Your task.
Check every line of the data below for "high". Copy each one that has it.

[Collection entries]
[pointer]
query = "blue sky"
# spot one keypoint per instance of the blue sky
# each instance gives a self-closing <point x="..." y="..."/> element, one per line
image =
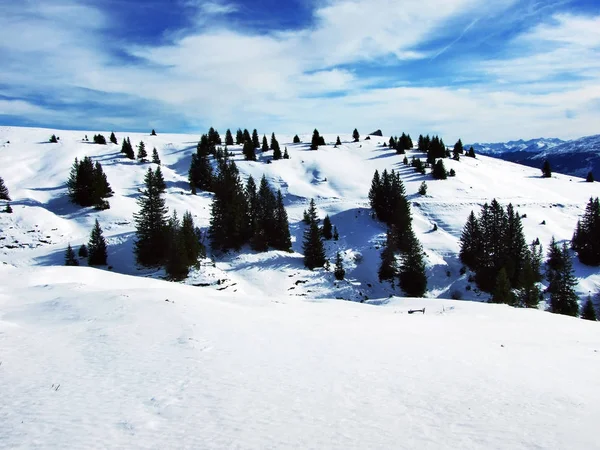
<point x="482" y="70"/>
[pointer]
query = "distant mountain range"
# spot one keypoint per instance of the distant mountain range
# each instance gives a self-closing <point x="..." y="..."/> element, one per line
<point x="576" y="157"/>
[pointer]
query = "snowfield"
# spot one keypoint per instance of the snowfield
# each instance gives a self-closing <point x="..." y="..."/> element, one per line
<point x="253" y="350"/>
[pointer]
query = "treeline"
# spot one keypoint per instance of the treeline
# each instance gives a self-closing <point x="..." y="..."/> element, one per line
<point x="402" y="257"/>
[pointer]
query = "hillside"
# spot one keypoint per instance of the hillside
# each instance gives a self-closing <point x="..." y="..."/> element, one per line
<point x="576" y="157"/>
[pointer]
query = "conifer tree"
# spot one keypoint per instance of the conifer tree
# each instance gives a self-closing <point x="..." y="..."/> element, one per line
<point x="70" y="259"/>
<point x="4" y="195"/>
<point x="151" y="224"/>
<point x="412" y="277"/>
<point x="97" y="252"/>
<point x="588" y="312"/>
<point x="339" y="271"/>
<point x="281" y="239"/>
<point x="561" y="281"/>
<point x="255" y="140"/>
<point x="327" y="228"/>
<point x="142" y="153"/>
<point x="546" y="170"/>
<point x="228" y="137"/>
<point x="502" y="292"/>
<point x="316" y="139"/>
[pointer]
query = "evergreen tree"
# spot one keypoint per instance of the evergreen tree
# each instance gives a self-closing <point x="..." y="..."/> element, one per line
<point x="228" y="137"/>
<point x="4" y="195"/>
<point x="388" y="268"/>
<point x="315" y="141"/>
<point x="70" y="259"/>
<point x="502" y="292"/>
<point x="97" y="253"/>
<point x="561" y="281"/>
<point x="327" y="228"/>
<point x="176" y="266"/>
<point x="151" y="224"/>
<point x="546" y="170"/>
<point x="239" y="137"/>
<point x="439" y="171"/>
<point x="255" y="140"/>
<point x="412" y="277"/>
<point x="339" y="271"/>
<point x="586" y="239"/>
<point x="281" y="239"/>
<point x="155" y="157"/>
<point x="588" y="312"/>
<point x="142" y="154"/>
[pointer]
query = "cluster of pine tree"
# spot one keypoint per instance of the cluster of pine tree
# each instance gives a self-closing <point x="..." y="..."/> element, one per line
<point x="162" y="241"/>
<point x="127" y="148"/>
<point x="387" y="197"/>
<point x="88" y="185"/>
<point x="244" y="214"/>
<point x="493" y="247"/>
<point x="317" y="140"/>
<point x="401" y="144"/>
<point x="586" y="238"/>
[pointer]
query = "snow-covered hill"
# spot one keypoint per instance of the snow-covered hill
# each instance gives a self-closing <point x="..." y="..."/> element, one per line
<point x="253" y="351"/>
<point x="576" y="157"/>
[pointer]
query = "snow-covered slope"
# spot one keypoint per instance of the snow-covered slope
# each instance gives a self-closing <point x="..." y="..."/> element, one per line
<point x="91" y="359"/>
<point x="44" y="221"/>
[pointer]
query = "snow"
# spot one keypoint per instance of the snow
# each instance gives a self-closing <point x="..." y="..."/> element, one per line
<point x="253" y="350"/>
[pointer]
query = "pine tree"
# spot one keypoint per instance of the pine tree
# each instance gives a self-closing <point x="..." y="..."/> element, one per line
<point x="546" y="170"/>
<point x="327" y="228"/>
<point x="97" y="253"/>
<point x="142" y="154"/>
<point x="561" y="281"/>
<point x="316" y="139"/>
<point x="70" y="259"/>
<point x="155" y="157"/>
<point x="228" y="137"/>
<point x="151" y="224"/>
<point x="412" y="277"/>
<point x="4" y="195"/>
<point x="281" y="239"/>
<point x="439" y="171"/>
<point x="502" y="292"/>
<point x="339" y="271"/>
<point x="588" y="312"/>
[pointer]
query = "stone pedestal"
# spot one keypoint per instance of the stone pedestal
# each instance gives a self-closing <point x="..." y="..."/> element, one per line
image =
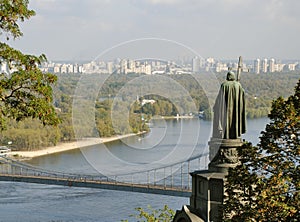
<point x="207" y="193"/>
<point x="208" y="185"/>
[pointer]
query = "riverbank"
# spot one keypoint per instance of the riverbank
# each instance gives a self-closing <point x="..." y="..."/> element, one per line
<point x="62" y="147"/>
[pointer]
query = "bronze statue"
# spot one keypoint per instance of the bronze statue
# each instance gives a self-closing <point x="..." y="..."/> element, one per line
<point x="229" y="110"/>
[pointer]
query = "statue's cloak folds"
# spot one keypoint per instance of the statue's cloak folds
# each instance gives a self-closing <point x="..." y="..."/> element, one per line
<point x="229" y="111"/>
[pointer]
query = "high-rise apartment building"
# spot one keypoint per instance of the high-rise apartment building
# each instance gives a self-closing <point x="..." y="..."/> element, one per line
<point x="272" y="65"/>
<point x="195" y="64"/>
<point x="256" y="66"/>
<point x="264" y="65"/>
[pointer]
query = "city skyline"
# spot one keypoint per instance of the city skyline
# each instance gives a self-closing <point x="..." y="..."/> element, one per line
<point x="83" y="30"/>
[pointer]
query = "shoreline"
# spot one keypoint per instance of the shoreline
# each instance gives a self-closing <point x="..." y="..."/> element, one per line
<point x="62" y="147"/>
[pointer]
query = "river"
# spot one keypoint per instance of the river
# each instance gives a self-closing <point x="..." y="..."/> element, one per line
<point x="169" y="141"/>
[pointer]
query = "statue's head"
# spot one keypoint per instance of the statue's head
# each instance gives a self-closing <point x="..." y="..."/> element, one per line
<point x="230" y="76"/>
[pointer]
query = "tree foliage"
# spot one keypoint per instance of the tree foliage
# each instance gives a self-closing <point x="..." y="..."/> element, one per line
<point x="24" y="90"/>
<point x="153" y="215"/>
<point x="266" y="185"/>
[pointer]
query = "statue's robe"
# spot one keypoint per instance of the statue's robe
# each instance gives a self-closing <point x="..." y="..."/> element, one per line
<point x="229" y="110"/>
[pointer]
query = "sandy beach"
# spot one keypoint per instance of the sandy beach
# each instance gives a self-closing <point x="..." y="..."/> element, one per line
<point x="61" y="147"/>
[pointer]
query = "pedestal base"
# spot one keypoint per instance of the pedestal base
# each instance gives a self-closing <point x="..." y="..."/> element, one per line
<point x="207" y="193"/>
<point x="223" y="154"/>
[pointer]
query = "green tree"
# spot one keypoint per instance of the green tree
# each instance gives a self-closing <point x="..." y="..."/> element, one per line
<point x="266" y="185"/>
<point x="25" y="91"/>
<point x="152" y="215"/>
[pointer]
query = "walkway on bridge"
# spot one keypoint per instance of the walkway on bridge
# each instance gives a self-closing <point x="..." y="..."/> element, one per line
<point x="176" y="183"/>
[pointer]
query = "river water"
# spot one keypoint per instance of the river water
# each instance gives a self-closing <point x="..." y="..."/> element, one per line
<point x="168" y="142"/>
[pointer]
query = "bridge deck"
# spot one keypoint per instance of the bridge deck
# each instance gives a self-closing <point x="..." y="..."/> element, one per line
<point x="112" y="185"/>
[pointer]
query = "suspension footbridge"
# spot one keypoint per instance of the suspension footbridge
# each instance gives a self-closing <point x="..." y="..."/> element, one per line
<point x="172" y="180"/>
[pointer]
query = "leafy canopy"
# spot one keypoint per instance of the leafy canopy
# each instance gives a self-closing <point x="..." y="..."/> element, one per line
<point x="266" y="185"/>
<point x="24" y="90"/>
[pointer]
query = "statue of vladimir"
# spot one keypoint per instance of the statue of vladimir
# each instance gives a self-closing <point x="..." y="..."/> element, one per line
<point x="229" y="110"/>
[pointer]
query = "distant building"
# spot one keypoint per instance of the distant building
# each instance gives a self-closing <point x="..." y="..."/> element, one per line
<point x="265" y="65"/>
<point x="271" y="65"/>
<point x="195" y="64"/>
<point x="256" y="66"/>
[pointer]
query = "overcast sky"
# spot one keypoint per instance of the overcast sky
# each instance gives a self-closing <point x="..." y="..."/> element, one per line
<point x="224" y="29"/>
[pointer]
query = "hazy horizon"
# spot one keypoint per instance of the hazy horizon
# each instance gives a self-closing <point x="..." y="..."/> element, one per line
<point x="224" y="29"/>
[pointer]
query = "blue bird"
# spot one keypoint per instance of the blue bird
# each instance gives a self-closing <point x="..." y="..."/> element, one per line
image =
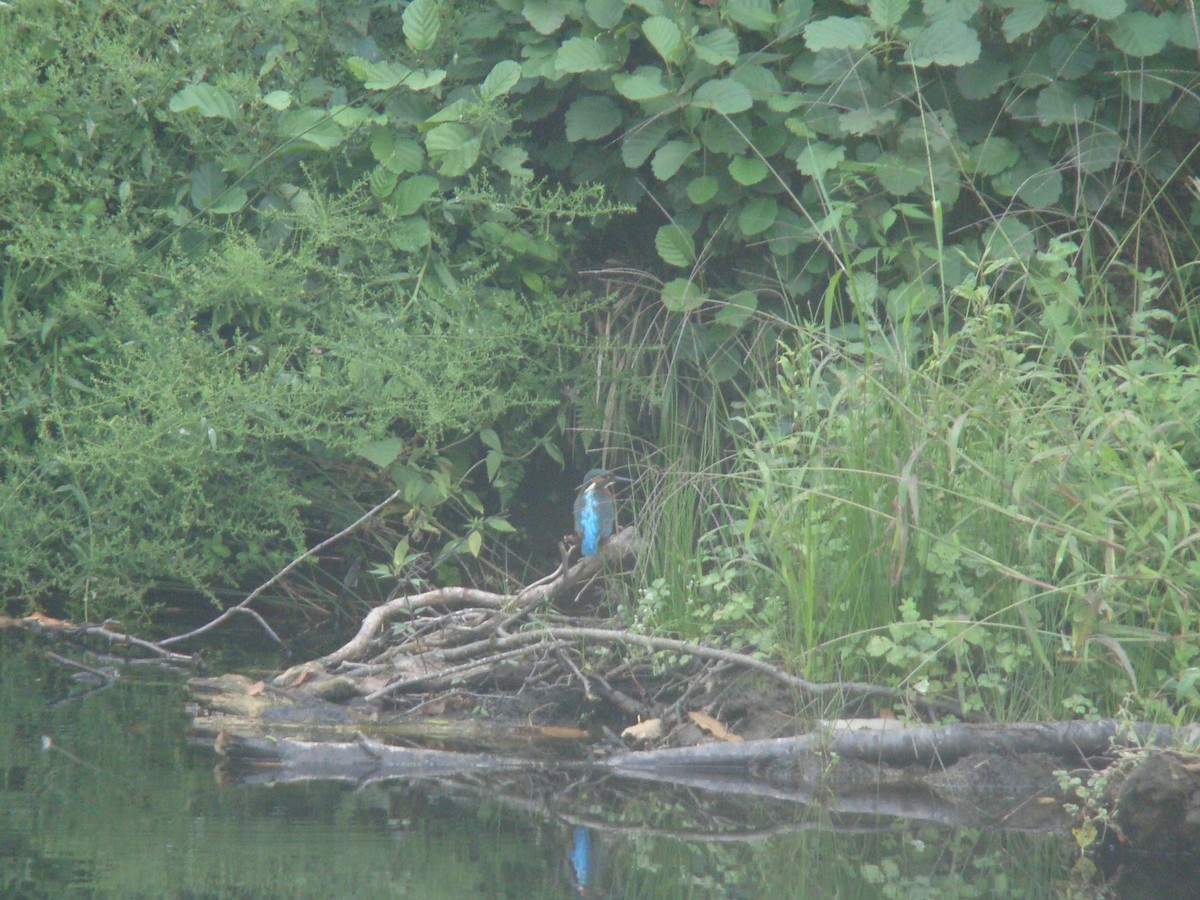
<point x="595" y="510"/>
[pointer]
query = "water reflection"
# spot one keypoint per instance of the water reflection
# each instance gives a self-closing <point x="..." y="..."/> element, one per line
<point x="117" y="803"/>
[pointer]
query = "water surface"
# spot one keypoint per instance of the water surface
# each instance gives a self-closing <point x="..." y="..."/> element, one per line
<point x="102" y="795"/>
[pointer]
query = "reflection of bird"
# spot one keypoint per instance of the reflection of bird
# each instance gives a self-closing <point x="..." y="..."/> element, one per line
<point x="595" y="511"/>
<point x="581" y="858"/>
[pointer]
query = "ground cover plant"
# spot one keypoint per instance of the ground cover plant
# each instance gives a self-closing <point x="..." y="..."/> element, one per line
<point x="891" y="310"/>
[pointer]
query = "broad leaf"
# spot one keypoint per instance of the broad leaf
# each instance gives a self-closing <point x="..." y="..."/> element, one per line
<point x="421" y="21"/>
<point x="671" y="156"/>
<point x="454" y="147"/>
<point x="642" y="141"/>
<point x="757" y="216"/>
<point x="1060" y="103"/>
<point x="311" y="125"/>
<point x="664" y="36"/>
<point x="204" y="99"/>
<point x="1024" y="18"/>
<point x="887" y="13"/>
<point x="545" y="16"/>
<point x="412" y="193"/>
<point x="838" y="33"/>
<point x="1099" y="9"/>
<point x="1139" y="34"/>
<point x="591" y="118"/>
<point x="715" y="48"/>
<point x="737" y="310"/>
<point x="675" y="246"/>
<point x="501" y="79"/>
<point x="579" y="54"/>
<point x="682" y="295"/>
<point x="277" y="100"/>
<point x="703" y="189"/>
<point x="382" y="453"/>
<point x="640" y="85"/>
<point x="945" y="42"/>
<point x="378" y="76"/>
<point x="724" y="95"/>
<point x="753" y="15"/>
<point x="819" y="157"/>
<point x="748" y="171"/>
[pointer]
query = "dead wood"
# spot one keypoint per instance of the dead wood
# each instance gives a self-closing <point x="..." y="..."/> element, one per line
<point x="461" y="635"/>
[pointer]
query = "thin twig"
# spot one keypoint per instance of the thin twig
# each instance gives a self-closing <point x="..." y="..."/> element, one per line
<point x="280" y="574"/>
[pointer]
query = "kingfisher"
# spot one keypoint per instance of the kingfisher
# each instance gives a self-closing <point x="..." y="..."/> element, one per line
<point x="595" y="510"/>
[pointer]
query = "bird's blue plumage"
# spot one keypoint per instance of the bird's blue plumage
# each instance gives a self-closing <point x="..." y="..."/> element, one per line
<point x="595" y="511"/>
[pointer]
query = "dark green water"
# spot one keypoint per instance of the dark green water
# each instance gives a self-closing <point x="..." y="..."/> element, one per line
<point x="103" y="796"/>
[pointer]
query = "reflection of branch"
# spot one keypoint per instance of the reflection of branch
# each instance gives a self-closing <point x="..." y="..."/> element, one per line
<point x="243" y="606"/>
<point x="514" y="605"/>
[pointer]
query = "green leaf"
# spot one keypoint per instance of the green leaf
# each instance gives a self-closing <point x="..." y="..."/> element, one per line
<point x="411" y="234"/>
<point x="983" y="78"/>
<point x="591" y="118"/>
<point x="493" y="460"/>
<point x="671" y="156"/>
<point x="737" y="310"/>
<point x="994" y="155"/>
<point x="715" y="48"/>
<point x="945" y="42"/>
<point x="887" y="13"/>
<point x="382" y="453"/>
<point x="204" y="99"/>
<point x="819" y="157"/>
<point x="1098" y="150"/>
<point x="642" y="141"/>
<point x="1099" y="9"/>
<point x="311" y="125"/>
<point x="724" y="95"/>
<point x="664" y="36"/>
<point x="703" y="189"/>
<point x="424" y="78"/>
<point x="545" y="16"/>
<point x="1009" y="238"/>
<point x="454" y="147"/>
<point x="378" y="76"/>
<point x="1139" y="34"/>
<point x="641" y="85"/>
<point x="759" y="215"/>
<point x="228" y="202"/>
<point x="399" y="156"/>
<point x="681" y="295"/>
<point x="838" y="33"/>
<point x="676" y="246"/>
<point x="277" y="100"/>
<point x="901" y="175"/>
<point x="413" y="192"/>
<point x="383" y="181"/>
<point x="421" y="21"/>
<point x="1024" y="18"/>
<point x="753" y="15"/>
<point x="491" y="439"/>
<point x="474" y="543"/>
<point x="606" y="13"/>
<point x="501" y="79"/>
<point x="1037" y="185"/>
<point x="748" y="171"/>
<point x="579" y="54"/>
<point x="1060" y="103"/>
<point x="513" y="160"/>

Expected output.
query = "high-rise apartment building"
# spot one keypoint per instance of the high-rise apartment building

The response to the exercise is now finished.